→ **THE TASK**
Set down, without alteration, the lines of the records from the line containing "Target: green shrub" through the line containing "36 142 L 22", with both of those lines included.

→ **INFORMATION GIVEN**
★ ★ ★ ★

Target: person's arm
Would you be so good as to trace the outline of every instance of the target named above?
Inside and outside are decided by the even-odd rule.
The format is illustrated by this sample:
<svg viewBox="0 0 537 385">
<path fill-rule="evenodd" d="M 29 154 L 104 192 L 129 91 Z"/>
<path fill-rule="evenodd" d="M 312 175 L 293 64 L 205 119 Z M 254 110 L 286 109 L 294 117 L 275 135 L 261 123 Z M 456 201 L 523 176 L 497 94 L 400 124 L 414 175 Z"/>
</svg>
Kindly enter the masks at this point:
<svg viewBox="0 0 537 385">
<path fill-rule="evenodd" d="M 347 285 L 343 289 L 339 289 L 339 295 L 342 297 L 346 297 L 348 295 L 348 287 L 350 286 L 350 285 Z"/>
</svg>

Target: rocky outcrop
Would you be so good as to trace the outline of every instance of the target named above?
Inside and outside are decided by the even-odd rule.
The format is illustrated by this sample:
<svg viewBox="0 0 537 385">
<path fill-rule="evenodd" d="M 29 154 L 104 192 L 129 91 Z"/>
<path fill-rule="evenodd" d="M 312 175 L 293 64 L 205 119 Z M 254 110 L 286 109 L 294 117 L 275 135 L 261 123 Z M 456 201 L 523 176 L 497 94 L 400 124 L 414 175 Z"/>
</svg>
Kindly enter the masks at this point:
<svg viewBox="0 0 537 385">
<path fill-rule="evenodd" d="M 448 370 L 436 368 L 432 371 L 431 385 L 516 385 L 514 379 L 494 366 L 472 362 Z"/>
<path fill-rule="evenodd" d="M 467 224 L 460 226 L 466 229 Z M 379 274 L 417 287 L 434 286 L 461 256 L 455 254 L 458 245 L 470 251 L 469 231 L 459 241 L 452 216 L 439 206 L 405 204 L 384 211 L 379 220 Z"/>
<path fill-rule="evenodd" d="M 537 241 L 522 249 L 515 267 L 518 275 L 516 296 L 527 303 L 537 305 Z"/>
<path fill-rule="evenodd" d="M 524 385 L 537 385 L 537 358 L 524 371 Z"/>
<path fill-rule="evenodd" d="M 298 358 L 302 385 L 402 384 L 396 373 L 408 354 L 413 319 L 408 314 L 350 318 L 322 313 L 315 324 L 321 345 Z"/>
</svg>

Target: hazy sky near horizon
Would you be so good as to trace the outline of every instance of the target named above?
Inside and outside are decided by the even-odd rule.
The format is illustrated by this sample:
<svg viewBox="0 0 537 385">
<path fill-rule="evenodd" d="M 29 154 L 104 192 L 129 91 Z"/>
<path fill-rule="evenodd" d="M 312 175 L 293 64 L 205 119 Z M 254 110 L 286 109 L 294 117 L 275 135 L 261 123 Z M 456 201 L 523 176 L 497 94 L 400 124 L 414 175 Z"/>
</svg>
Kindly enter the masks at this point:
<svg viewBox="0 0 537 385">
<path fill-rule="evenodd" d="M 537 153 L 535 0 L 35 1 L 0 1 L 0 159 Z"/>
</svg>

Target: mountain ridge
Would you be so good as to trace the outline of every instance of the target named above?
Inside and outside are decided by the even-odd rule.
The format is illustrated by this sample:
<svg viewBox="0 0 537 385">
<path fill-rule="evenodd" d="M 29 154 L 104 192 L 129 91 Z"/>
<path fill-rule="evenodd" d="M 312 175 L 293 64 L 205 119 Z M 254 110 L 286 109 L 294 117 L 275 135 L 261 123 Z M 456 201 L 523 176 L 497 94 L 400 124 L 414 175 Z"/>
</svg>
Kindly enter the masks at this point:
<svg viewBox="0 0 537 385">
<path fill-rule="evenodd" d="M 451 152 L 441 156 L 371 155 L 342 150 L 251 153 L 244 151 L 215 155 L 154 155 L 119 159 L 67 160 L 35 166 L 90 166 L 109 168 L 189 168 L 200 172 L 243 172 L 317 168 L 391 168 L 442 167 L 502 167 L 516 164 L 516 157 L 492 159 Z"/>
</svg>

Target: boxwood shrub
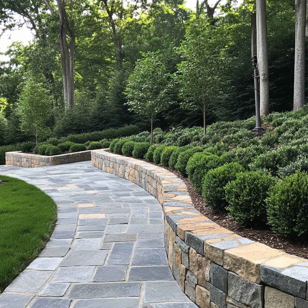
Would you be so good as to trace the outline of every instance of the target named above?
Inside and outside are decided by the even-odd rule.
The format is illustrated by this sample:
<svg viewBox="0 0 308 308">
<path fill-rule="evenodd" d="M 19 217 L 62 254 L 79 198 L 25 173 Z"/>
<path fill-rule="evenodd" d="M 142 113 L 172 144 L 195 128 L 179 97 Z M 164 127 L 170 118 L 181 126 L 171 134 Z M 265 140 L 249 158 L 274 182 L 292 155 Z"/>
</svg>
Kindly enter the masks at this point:
<svg viewBox="0 0 308 308">
<path fill-rule="evenodd" d="M 237 163 L 230 163 L 210 170 L 203 180 L 202 194 L 205 204 L 215 211 L 224 211 L 228 205 L 225 186 L 244 170 Z"/>
<path fill-rule="evenodd" d="M 270 189 L 277 182 L 269 174 L 246 171 L 225 187 L 229 215 L 240 225 L 262 226 L 266 221 L 265 199 Z"/>
<path fill-rule="evenodd" d="M 180 172 L 183 176 L 187 176 L 186 166 L 189 158 L 195 153 L 202 152 L 202 151 L 200 147 L 195 147 L 180 153 L 175 164 L 176 170 Z"/>
<path fill-rule="evenodd" d="M 164 150 L 167 147 L 165 144 L 161 144 L 154 150 L 153 153 L 153 160 L 156 164 L 160 163 L 160 155 Z"/>
<path fill-rule="evenodd" d="M 265 200 L 268 222 L 285 236 L 308 235 L 308 174 L 298 171 L 278 182 Z"/>
<path fill-rule="evenodd" d="M 154 161 L 153 160 L 153 154 L 154 154 L 154 151 L 159 145 L 159 144 L 152 144 L 148 148 L 148 152 L 144 156 L 144 158 L 147 161 Z"/>
<path fill-rule="evenodd" d="M 135 158 L 143 158 L 150 147 L 148 142 L 136 142 L 132 154 Z"/>
<path fill-rule="evenodd" d="M 81 152 L 87 150 L 86 146 L 82 143 L 75 143 L 71 146 L 69 150 L 70 153 L 75 152 Z"/>
<path fill-rule="evenodd" d="M 134 141 L 126 141 L 122 147 L 122 153 L 125 156 L 131 156 L 136 143 Z"/>
<path fill-rule="evenodd" d="M 163 166 L 168 166 L 171 154 L 178 148 L 175 145 L 170 145 L 165 148 L 160 154 L 160 164 Z"/>
<path fill-rule="evenodd" d="M 92 141 L 88 147 L 88 150 L 97 150 L 97 149 L 102 149 L 103 144 L 99 141 Z"/>
</svg>

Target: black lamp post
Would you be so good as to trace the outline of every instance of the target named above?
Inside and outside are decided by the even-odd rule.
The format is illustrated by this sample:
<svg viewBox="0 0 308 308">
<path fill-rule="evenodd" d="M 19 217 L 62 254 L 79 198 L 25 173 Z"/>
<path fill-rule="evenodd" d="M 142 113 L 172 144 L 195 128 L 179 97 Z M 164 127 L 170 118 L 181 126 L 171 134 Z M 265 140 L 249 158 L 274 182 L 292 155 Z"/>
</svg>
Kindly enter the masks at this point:
<svg viewBox="0 0 308 308">
<path fill-rule="evenodd" d="M 254 132 L 257 132 L 262 130 L 263 128 L 261 125 L 261 117 L 260 116 L 260 87 L 259 83 L 260 76 L 258 70 L 258 60 L 257 56 L 252 57 L 251 61 L 254 68 L 254 96 L 256 102 L 256 127 L 253 130 Z"/>
</svg>

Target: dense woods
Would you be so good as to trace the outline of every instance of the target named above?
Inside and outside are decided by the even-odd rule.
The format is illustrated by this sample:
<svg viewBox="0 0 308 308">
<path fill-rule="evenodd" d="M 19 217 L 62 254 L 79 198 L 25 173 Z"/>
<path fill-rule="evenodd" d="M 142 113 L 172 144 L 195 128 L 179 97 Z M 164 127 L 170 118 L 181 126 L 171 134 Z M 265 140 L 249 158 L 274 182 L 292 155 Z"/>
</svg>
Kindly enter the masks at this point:
<svg viewBox="0 0 308 308">
<path fill-rule="evenodd" d="M 34 36 L 13 43 L 0 64 L 0 145 L 34 140 L 20 111 L 34 89 L 52 110 L 39 141 L 128 124 L 150 130 L 247 118 L 254 49 L 261 114 L 298 109 L 305 2 L 205 0 L 196 11 L 181 0 L 2 2 L 2 28 L 25 23 Z"/>
</svg>

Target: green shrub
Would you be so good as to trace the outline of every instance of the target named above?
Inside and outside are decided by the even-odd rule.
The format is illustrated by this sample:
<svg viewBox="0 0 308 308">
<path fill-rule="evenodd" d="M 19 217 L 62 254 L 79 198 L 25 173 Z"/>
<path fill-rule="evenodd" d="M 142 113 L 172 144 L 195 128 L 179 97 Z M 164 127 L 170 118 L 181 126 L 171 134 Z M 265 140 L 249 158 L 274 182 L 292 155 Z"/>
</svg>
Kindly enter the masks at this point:
<svg viewBox="0 0 308 308">
<path fill-rule="evenodd" d="M 72 153 L 75 152 L 85 151 L 86 150 L 87 148 L 84 144 L 83 144 L 82 143 L 75 143 L 71 146 L 69 151 L 70 153 Z"/>
<path fill-rule="evenodd" d="M 66 141 L 63 143 L 59 143 L 58 146 L 60 148 L 62 153 L 67 152 L 70 148 L 75 144 L 74 142 L 71 142 L 70 141 Z"/>
<path fill-rule="evenodd" d="M 211 169 L 221 164 L 220 157 L 206 152 L 196 153 L 189 158 L 186 167 L 186 172 L 190 182 L 200 193 L 202 192 L 205 176 Z"/>
<path fill-rule="evenodd" d="M 185 145 L 184 147 L 181 147 L 178 148 L 172 152 L 171 156 L 170 156 L 170 159 L 169 161 L 169 166 L 170 168 L 172 169 L 175 169 L 175 164 L 176 163 L 177 159 L 179 157 L 179 155 L 182 152 L 184 151 L 188 150 L 191 147 L 189 145 Z"/>
<path fill-rule="evenodd" d="M 130 140 L 126 138 L 120 139 L 115 144 L 113 148 L 113 152 L 117 154 L 122 154 L 122 147 L 125 142 L 129 141 Z"/>
<path fill-rule="evenodd" d="M 49 155 L 51 156 L 55 155 L 60 155 L 62 154 L 62 152 L 61 152 L 60 148 L 56 146 L 53 145 L 52 147 L 50 148 L 49 149 Z"/>
<path fill-rule="evenodd" d="M 277 181 L 268 174 L 255 171 L 238 173 L 225 187 L 227 209 L 240 225 L 262 226 L 266 222 L 265 199 Z"/>
<path fill-rule="evenodd" d="M 176 170 L 180 172 L 183 176 L 187 176 L 186 166 L 189 158 L 195 153 L 202 152 L 202 151 L 200 147 L 196 147 L 188 149 L 180 153 L 175 166 Z"/>
<path fill-rule="evenodd" d="M 154 150 L 154 152 L 153 153 L 153 160 L 156 164 L 160 163 L 160 155 L 166 147 L 167 146 L 165 144 L 161 144 Z"/>
<path fill-rule="evenodd" d="M 36 142 L 22 142 L 18 145 L 19 150 L 26 153 L 32 152 L 36 146 Z"/>
<path fill-rule="evenodd" d="M 110 146 L 111 142 L 107 140 L 104 141 L 102 144 L 102 148 L 103 149 L 107 148 Z"/>
<path fill-rule="evenodd" d="M 135 158 L 143 158 L 150 147 L 148 142 L 136 142 L 132 154 Z"/>
<path fill-rule="evenodd" d="M 214 210 L 224 210 L 228 205 L 225 186 L 244 170 L 237 163 L 230 163 L 210 170 L 203 180 L 202 192 L 205 204 Z"/>
<path fill-rule="evenodd" d="M 119 141 L 119 139 L 114 139 L 111 142 L 109 146 L 109 150 L 111 152 L 113 152 L 114 149 L 114 146 L 116 145 L 116 144 Z"/>
<path fill-rule="evenodd" d="M 308 174 L 298 171 L 278 182 L 265 200 L 268 222 L 285 236 L 308 235 Z"/>
<path fill-rule="evenodd" d="M 152 144 L 149 148 L 148 152 L 144 156 L 144 158 L 147 161 L 154 161 L 153 160 L 153 154 L 154 154 L 154 151 L 159 145 L 159 144 Z"/>
<path fill-rule="evenodd" d="M 178 147 L 174 145 L 170 145 L 165 148 L 160 154 L 160 164 L 163 166 L 168 165 L 171 154 L 174 151 L 178 148 Z"/>
<path fill-rule="evenodd" d="M 60 143 L 60 141 L 58 138 L 52 137 L 47 139 L 45 143 L 47 144 L 52 144 L 53 145 L 58 145 Z"/>
<path fill-rule="evenodd" d="M 122 153 L 125 156 L 131 156 L 136 143 L 134 141 L 127 141 L 122 147 Z"/>
<path fill-rule="evenodd" d="M 88 147 L 88 150 L 97 150 L 103 148 L 103 144 L 99 141 L 92 141 Z"/>
</svg>

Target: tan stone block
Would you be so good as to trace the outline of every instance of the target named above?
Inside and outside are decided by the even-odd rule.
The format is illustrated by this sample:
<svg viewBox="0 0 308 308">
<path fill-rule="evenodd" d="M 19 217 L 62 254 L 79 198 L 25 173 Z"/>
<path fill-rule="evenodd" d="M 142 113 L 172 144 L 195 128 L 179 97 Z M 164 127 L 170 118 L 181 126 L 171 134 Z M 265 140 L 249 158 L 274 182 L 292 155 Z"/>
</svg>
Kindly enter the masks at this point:
<svg viewBox="0 0 308 308">
<path fill-rule="evenodd" d="M 265 287 L 264 308 L 293 308 L 294 297 L 277 289 Z"/>
<path fill-rule="evenodd" d="M 210 293 L 200 286 L 196 287 L 196 303 L 200 308 L 210 308 Z"/>
<path fill-rule="evenodd" d="M 99 218 L 105 218 L 104 214 L 80 214 L 79 218 L 81 219 L 93 219 Z"/>
<path fill-rule="evenodd" d="M 207 281 L 210 281 L 210 269 L 211 261 L 200 256 L 198 261 L 198 284 L 205 287 Z"/>
<path fill-rule="evenodd" d="M 285 253 L 260 243 L 241 245 L 224 251 L 224 267 L 245 279 L 259 283 L 261 264 Z"/>
</svg>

★ ★ ★ ★

→ **WRITTEN RESPONSE**
Target: green shrub
Would you be so good as to trace the outline of every instance of the target named above?
Inside and outside are decided by the even-odd rule.
The format is illustrated by this sample:
<svg viewBox="0 0 308 308">
<path fill-rule="evenodd" d="M 19 217 L 62 254 L 79 198 L 25 173 Z"/>
<path fill-rule="evenodd" d="M 142 113 L 172 144 L 195 128 L 179 97 Z M 164 127 L 170 118 L 181 126 L 171 134 Z M 265 140 L 249 158 L 274 182 L 292 155 Z"/>
</svg>
Kindly enter the masks at this point:
<svg viewBox="0 0 308 308">
<path fill-rule="evenodd" d="M 72 153 L 75 152 L 85 151 L 86 150 L 87 148 L 84 144 L 83 144 L 82 143 L 75 143 L 71 146 L 69 151 L 70 153 Z"/>
<path fill-rule="evenodd" d="M 66 141 L 63 143 L 59 143 L 58 146 L 60 148 L 62 153 L 67 152 L 70 148 L 75 144 L 74 142 L 71 142 L 70 141 Z"/>
<path fill-rule="evenodd" d="M 211 169 L 221 164 L 220 157 L 206 152 L 196 153 L 189 158 L 186 167 L 186 172 L 190 182 L 200 193 L 202 192 L 205 176 Z"/>
<path fill-rule="evenodd" d="M 185 145 L 184 147 L 181 147 L 178 148 L 172 152 L 171 156 L 170 156 L 170 159 L 169 161 L 169 166 L 170 168 L 172 169 L 175 169 L 175 164 L 176 163 L 177 159 L 179 157 L 179 155 L 182 152 L 184 151 L 188 150 L 191 147 L 189 145 Z"/>
<path fill-rule="evenodd" d="M 130 140 L 126 138 L 120 139 L 115 144 L 113 148 L 113 152 L 117 154 L 122 154 L 122 147 L 125 142 L 129 141 Z"/>
<path fill-rule="evenodd" d="M 49 155 L 51 156 L 55 155 L 60 155 L 62 154 L 62 152 L 61 152 L 60 148 L 56 146 L 53 145 L 52 147 L 50 148 L 49 149 Z"/>
<path fill-rule="evenodd" d="M 277 181 L 268 174 L 255 171 L 238 173 L 225 187 L 227 209 L 240 225 L 262 226 L 266 222 L 265 199 Z"/>
<path fill-rule="evenodd" d="M 176 170 L 180 172 L 183 176 L 187 176 L 186 166 L 189 158 L 195 153 L 202 152 L 202 151 L 200 147 L 196 147 L 188 149 L 180 153 L 175 166 Z"/>
<path fill-rule="evenodd" d="M 154 150 L 154 152 L 153 153 L 153 160 L 156 164 L 160 163 L 160 155 L 166 147 L 167 146 L 165 144 L 161 144 Z"/>
<path fill-rule="evenodd" d="M 36 142 L 22 142 L 18 145 L 19 150 L 26 153 L 32 152 L 36 146 Z"/>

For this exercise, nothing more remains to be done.